Restate the data below word for word, omitting pictures.
··· Exercise materials
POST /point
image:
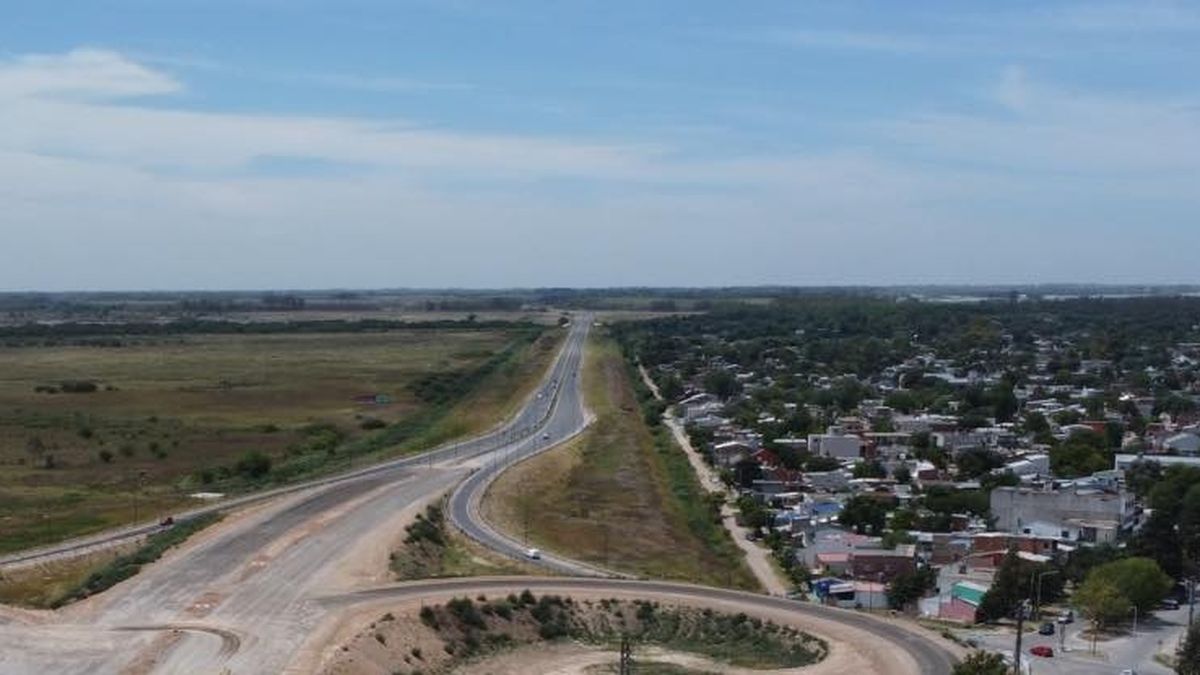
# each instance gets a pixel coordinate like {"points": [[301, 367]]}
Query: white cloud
{"points": [[81, 73], [1053, 129], [88, 178], [850, 40]]}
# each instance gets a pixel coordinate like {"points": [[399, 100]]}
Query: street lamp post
{"points": [[1037, 603]]}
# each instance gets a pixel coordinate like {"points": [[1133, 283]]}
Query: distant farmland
{"points": [[89, 434]]}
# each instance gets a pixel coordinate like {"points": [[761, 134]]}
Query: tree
{"points": [[975, 463], [1102, 603], [910, 586], [865, 514], [1188, 656], [253, 465], [1139, 580], [721, 383], [982, 663], [1083, 454], [1003, 401], [869, 470], [1008, 590]]}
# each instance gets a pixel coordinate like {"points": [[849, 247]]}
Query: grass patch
{"points": [[178, 413], [472, 628], [433, 549], [40, 586], [622, 496]]}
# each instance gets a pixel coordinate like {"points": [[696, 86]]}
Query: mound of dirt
{"points": [[442, 638]]}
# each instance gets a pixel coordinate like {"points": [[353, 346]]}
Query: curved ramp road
{"points": [[247, 596]]}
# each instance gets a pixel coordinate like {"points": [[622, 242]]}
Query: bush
{"points": [[253, 465], [429, 617], [467, 614], [77, 387]]}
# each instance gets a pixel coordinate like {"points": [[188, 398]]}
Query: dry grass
{"points": [[42, 585], [186, 402], [606, 497]]}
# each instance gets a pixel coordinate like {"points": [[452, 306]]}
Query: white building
{"points": [[835, 446]]}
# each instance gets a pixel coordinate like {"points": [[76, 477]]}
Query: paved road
{"points": [[1161, 633], [568, 419], [241, 597], [246, 596]]}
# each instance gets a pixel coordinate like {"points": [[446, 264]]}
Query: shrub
{"points": [[253, 465]]}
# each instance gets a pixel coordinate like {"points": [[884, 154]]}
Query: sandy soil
{"points": [[333, 647], [369, 562], [586, 659]]}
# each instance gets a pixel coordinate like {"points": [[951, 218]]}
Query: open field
{"points": [[173, 414], [612, 497]]}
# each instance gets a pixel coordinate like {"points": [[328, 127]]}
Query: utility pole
{"points": [[1020, 627], [627, 657], [1192, 599]]}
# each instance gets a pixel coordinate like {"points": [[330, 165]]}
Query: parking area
{"points": [[1073, 653]]}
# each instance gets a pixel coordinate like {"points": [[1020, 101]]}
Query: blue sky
{"points": [[471, 143]]}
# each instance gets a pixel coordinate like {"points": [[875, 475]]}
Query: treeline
{"points": [[207, 327]]}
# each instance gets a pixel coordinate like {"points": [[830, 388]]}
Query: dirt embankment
{"points": [[486, 633]]}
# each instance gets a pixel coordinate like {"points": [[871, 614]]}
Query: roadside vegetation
{"points": [[433, 549], [101, 425], [54, 585], [622, 495], [444, 637]]}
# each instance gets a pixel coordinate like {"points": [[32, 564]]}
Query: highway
{"points": [[250, 595]]}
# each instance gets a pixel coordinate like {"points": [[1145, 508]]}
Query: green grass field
{"points": [[617, 497], [174, 414]]}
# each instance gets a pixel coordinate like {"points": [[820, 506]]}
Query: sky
{"points": [[220, 144]]}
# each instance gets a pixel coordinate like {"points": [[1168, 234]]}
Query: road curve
{"points": [[565, 419], [929, 656], [527, 423]]}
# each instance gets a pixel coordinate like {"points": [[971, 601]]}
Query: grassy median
{"points": [[621, 496]]}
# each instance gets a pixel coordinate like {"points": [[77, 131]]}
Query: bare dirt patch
{"points": [[469, 632]]}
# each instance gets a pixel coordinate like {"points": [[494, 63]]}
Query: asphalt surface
{"points": [[567, 419], [246, 597]]}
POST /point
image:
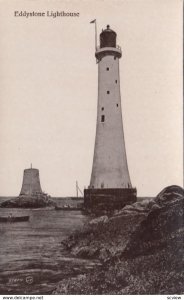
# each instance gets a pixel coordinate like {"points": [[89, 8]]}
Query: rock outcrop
{"points": [[140, 247]]}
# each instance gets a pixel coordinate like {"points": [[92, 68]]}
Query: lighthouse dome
{"points": [[107, 38]]}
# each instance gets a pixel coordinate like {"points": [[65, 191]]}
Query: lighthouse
{"points": [[31, 183], [110, 184]]}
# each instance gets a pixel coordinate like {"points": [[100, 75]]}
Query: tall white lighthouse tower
{"points": [[110, 184]]}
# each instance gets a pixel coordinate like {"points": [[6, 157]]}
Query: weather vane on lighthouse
{"points": [[110, 185]]}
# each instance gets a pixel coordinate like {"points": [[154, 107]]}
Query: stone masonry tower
{"points": [[31, 183], [110, 185]]}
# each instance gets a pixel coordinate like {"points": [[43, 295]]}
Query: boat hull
{"points": [[14, 219]]}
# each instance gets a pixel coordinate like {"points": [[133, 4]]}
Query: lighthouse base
{"points": [[108, 199]]}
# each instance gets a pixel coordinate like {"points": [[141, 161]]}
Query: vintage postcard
{"points": [[91, 147]]}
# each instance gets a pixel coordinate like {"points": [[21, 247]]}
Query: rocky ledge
{"points": [[140, 248], [28, 202]]}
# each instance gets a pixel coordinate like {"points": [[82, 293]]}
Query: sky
{"points": [[49, 84]]}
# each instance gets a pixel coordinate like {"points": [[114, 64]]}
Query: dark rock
{"points": [[153, 231]]}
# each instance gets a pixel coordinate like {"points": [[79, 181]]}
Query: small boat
{"points": [[67, 208], [10, 219]]}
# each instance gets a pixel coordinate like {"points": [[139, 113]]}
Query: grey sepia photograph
{"points": [[91, 147]]}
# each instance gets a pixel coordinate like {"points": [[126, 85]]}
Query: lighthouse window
{"points": [[103, 118]]}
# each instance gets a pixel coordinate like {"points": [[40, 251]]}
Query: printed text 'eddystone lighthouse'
{"points": [[110, 185]]}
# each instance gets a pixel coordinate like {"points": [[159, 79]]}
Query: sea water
{"points": [[31, 257]]}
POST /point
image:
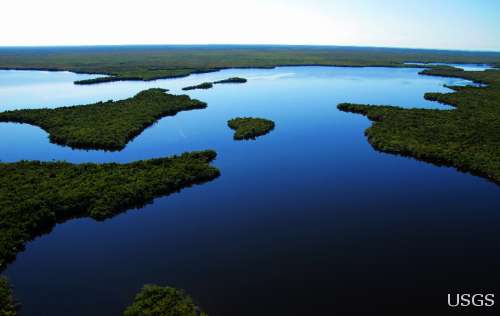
······
▶ **Answer below**
POST /point
image:
# each instance gets a pixel coordinate like {"points": [[301, 367]]}
Query: white cloud
{"points": [[81, 73], [1053, 129], [88, 178], [850, 40]]}
# each instance gets a pixel coordinate like {"points": [[399, 100]]}
Query: street lamp post
{"points": [[1037, 603]]}
# each instance gets a pixel coordinate like {"points": [[1133, 283]]}
Query: distant farmland
{"points": [[89, 434]]}
# each instance gets a pixel coordinate like {"points": [[761, 134]]}
Query: tree
{"points": [[975, 463], [1102, 603], [910, 586], [865, 514], [1188, 656], [253, 465], [1139, 580], [721, 383], [982, 663], [1083, 454], [1003, 401], [869, 470], [1008, 590]]}
# each instance gets a pixel coordinate like {"points": [[849, 247]]}
Query: grass patch
{"points": [[178, 413], [472, 628], [433, 549], [40, 586], [622, 496]]}
# each instance gets a pixel coordinate like {"points": [[696, 86]]}
Query: mound of dirt
{"points": [[442, 638]]}
# each instance gets a pixel coordinate like {"points": [[353, 346]]}
Query: curved ramp road
{"points": [[247, 596]]}
# each instance gets a pixel coordinate like {"points": [[622, 242]]}
Query: bush
{"points": [[253, 465], [429, 617], [467, 614], [77, 387]]}
# each instance gets a pixel coordinate like {"points": [[188, 398]]}
Query: dry grass
{"points": [[42, 585], [186, 402], [606, 497]]}
# each instance gets a pixel coordinate like {"points": [[452, 306]]}
Query: white building
{"points": [[835, 446]]}
# each instance gets a pixel coordinate like {"points": [[76, 477]]}
Query: paved road
{"points": [[1161, 633], [568, 419], [241, 597], [246, 596]]}
# each instance gets a pixel coordinate like {"points": [[446, 264]]}
Query: shrub
{"points": [[253, 465]]}
# each instance gets a pixel coordinate like {"points": [[884, 154]]}
Query: sandy soil
{"points": [[333, 647], [369, 562], [586, 659]]}
# each instance gets a pixel coordinate like {"points": [[951, 218]]}
Query: open field
{"points": [[173, 414], [612, 497]]}
# each instance gets a pixel coordinate like {"points": [[328, 127]]}
Query: utility pole
{"points": [[1020, 627], [627, 657], [1192, 599]]}
# each instance gets a pixel coordinate like {"points": [[330, 165]]}
Query: parking area
{"points": [[1073, 653]]}
# each instance gets a pixel coordinate like {"points": [[1020, 101]]}
Query: blue sky
{"points": [[471, 143]]}
# each instance gets a pixel coordinate like {"points": [[875, 475]]}
Query: treeline
{"points": [[207, 327]]}
# each instance gets a pixel coordinate like {"points": [[830, 388]]}
Query: dirt embankment
{"points": [[486, 633]]}
# each instance gets a pixel coordinate like {"points": [[871, 614]]}
Query: roadside vegetation
{"points": [[433, 549], [101, 425], [54, 585], [622, 495], [444, 637]]}
# each instance gets a pixel coordinate like {"points": [[32, 564]]}
Query: highway
{"points": [[250, 595]]}
# each instance gets a pixel coordinate like {"points": [[1145, 508]]}
Query: green grass field
{"points": [[617, 497], [174, 414]]}
# each instance gets a pixel coordinate like {"points": [[820, 506]]}
Query: sky
{"points": [[220, 144]]}
# each instance gets a pixel coordinate like {"points": [[1168, 234]]}
Query: road curve
{"points": [[565, 419], [929, 656], [527, 423]]}
# each instance gets a pixel coordinate like {"points": [[971, 601]]}
Query: grassy median
{"points": [[621, 496]]}
# each instance gets a pixel coordinate like {"points": [[77, 131]]}
Query: bare dirt patch
{"points": [[469, 632]]}
# each instance gets a pixel coordinate like {"points": [[494, 63]]}
Query: asphalt surface
{"points": [[567, 419], [246, 597]]}
POST /point
image:
# each instance gets a pixel coordinate like {"points": [[89, 8]]}
Query: rock outcrop
{"points": [[140, 247]]}
# each instance gets a pixel coordinate like {"points": [[92, 68]]}
Query: lighthouse dome
{"points": [[107, 38]]}
# each instance gets a pixel coordinate like {"points": [[65, 191]]}
Query: lighthouse
{"points": [[31, 183], [110, 184]]}
# each instance gets a pixel coordinate like {"points": [[100, 75]]}
Query: tall white lighthouse tower
{"points": [[110, 184]]}
# each instance gets a pixel coordinate like {"points": [[6, 157]]}
Query: weather vane on lighthouse
{"points": [[110, 185]]}
# each instance gets a pixel coordinate like {"points": [[154, 107]]}
Query: stone masonry tower
{"points": [[31, 183], [110, 185]]}
# each instance gets a pixel coordinate like {"points": [[43, 295]]}
Query: boat hull
{"points": [[14, 219]]}
# each instance gets a pixel coordinate like {"points": [[133, 4]]}
Query: lighthouse base
{"points": [[108, 199]]}
# each instance gets a pixel coordinate like {"points": [[141, 161]]}
Query: vintage postcard
{"points": [[91, 147]]}
# each instance gets a pixel coordinate like {"points": [[21, 247]]}
Query: rocky ledge
{"points": [[140, 248], [28, 202]]}
# each instance gets a pixel coordinate like {"points": [[82, 293]]}
Query: sky
{"points": [[49, 84]]}
# each instance gets a pixel coordinate like {"points": [[114, 64]]}
Query: dark rock
{"points": [[153, 231]]}
# each instance gets a pixel coordinate like {"points": [[79, 181]]}
Query: small boat
{"points": [[67, 208], [10, 219]]}
# each instance gets a pixel coordinate like {"points": [[139, 113]]}
Query: grey sepia photograph
{"points": [[91, 147]]}
# each instance gets a pixel coordinate like {"points": [[126, 85]]}
Query: lighthouse window
{"points": [[103, 118]]}
# each instance gets a pixel coordinate like {"points": [[40, 251]]}
Query: printed text 'eddystone lighthouse'
{"points": [[110, 185]]}
# each instance gets a pixel coordinate like {"points": [[159, 79]]}
Query: sea water
{"points": [[31, 257]]}
POST /point
image:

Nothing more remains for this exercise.